GOAL OF THE EXERCISE.
Copy out the material below word for word, omitting the pictures.

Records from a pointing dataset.
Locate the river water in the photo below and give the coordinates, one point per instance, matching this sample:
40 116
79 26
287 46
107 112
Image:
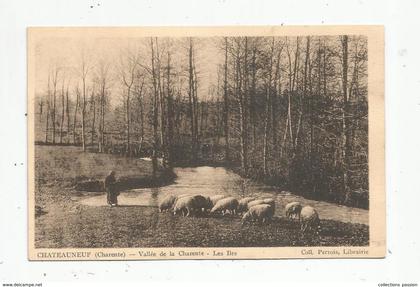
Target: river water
209 181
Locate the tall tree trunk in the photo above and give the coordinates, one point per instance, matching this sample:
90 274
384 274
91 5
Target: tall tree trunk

OUTPUT OF THE EXERCISE.
Locate the river water in the photo below and give the coordinates, one point per instance, matching this sample:
40 116
79 26
287 46
107 112
Image:
Target: river water
209 181
Locate the tall tree trunk in the photo above and give the coordinates, one point per instance, matching this sample:
90 274
384 274
91 5
Target: tall tree trunk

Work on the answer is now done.